WORK REQUIRED
Can you rewrite the listing from its start through the line containing "box: [0, 0, 278, 217]", swapping "high-resolution" for "full-resolution" and leaving every other character untouched?

INPUT FOR THIS TASK
__________

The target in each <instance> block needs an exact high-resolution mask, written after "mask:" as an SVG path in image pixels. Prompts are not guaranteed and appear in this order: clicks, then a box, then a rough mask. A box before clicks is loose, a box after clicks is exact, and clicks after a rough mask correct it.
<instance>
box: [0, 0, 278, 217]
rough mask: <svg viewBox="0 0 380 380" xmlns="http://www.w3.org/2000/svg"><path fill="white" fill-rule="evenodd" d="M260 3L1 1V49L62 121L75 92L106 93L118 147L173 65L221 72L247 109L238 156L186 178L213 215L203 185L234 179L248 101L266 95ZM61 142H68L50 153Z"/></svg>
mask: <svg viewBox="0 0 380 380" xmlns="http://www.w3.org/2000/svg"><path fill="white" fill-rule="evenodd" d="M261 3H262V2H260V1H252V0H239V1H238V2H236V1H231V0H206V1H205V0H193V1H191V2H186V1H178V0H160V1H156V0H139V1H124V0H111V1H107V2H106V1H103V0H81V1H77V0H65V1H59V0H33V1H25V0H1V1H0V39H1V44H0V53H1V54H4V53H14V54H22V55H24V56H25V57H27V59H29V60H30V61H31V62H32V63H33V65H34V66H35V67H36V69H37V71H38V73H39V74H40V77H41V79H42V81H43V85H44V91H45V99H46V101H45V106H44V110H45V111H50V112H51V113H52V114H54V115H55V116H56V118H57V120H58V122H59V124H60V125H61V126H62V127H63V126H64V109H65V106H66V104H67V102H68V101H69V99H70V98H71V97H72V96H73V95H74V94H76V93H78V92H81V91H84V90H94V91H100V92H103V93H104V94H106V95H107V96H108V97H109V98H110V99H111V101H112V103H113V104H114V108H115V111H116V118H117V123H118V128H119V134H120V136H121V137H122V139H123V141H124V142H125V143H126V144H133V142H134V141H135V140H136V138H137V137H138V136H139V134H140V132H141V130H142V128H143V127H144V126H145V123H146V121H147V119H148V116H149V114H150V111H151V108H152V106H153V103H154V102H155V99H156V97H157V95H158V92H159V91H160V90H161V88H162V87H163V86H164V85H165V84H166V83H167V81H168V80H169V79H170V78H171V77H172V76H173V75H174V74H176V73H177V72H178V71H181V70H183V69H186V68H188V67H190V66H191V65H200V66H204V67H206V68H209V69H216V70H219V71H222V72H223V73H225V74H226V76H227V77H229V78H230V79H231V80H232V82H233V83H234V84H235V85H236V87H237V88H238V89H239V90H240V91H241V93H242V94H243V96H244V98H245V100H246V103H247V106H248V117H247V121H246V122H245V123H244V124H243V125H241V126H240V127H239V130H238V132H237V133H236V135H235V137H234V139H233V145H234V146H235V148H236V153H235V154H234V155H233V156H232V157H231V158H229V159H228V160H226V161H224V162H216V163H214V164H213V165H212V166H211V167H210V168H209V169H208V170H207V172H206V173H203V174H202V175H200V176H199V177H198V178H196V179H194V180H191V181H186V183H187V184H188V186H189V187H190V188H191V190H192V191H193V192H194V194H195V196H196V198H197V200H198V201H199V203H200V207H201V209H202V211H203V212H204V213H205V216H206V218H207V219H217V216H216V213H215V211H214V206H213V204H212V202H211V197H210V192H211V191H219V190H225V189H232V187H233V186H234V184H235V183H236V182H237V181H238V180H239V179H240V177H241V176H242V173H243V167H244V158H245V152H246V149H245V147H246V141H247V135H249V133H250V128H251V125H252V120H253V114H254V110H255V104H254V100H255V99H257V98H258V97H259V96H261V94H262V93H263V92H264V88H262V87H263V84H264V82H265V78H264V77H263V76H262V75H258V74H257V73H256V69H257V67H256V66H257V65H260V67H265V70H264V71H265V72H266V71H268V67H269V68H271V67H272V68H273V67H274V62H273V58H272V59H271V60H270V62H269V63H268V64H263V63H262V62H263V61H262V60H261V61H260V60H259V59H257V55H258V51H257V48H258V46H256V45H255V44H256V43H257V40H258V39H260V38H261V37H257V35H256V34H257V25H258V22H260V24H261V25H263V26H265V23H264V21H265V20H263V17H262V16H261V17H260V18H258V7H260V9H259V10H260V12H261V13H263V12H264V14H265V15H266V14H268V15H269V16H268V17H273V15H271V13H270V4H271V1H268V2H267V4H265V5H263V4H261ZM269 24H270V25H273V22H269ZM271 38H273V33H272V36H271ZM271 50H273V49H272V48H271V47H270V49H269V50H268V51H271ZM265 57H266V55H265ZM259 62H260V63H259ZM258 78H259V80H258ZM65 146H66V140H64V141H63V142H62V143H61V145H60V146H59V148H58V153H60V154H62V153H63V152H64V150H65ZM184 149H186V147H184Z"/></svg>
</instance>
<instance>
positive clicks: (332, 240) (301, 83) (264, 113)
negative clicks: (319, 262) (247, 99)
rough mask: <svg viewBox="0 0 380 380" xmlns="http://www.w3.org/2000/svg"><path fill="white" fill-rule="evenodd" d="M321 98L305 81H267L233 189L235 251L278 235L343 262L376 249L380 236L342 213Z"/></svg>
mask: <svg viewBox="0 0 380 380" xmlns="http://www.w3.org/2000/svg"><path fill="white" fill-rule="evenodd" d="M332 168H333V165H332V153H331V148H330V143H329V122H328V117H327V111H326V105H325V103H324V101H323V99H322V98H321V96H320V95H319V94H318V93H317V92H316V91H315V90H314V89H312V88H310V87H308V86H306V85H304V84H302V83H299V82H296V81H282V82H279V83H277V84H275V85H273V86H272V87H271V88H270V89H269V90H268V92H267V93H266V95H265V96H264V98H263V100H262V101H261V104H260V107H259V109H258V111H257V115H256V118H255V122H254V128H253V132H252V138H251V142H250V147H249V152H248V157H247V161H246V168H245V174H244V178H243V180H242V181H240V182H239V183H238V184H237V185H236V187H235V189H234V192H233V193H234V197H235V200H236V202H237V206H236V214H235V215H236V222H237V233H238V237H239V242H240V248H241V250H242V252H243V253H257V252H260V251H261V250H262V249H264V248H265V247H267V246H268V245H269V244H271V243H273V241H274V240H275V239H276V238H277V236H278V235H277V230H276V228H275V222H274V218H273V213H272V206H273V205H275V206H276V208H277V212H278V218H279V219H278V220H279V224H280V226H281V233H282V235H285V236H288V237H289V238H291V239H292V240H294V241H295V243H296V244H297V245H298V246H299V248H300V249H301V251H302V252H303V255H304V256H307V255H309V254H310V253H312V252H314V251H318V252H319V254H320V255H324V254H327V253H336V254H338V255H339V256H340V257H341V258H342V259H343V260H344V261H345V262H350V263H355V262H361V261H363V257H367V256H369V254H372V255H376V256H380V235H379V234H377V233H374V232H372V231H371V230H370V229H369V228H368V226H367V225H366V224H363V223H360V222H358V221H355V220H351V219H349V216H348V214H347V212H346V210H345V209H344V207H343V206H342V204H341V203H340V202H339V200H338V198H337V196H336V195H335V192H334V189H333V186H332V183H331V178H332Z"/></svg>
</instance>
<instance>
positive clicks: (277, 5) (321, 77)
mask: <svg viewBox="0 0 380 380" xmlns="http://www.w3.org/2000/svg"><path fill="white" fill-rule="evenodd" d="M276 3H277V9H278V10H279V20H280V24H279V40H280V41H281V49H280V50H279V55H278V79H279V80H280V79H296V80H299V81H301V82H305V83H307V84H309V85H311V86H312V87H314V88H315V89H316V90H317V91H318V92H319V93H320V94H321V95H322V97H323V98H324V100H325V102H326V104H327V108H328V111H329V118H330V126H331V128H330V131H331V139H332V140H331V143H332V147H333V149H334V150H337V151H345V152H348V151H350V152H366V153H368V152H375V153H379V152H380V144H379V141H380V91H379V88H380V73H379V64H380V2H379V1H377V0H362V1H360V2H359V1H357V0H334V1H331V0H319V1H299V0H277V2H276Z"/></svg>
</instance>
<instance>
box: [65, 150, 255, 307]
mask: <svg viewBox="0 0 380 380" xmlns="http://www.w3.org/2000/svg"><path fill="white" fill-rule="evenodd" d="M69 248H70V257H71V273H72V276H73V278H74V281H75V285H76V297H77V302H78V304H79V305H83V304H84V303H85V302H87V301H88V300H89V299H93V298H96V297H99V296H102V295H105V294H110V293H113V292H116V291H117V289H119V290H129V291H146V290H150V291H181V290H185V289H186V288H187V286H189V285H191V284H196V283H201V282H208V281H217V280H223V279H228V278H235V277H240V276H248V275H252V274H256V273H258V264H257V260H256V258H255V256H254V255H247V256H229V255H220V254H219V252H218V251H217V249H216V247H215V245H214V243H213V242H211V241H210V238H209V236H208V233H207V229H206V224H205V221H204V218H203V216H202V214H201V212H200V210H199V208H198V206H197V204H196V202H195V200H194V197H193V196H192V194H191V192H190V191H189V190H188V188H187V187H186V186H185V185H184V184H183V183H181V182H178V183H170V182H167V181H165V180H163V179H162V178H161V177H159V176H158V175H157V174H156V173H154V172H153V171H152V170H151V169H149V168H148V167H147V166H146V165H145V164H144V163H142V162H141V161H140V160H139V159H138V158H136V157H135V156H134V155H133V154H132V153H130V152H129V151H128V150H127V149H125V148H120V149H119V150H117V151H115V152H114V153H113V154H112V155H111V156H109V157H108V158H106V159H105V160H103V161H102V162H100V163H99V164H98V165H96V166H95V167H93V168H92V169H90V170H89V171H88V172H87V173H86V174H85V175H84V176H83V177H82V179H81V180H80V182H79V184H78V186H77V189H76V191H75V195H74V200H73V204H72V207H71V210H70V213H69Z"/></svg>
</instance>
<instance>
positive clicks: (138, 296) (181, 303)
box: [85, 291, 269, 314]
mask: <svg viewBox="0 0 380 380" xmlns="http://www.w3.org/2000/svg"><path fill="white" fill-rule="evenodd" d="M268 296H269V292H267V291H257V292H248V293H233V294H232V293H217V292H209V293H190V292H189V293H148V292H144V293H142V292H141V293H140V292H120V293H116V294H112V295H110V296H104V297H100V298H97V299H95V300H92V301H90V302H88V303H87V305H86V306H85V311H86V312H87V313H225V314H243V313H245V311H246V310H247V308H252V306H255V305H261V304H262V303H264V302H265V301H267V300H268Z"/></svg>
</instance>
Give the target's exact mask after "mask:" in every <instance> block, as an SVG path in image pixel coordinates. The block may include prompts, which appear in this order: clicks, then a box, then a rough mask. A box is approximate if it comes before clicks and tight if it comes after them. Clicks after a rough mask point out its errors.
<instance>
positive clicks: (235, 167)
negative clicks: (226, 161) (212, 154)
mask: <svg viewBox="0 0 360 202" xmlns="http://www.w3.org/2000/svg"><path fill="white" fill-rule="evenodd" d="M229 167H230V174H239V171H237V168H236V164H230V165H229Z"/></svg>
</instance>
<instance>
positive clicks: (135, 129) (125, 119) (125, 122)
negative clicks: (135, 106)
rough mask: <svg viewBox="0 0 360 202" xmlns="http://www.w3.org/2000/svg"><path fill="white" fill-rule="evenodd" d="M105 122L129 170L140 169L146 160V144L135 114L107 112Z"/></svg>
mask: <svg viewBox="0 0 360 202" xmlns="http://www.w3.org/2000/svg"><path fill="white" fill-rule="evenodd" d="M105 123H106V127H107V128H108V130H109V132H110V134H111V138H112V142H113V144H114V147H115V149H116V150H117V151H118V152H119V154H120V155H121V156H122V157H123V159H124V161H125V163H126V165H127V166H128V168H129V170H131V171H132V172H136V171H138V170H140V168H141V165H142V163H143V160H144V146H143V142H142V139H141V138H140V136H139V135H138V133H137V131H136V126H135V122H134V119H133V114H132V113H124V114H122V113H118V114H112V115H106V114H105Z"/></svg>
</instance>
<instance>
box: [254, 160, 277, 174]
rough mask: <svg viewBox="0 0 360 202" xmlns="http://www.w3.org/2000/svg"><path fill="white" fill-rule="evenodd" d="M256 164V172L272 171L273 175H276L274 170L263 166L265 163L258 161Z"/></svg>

__________

WORKED SOLUTION
The target in each <instance> block needs an exact full-resolution mask, written after "mask:" as an SVG path in image pixels. Prompts are not guaranteed and appear in this order: clicks, then a box, then a rough mask. A box before clicks is loose, a box after clicks is exact, and clicks after a rough mask correct it.
<instance>
box: [0, 0, 278, 217]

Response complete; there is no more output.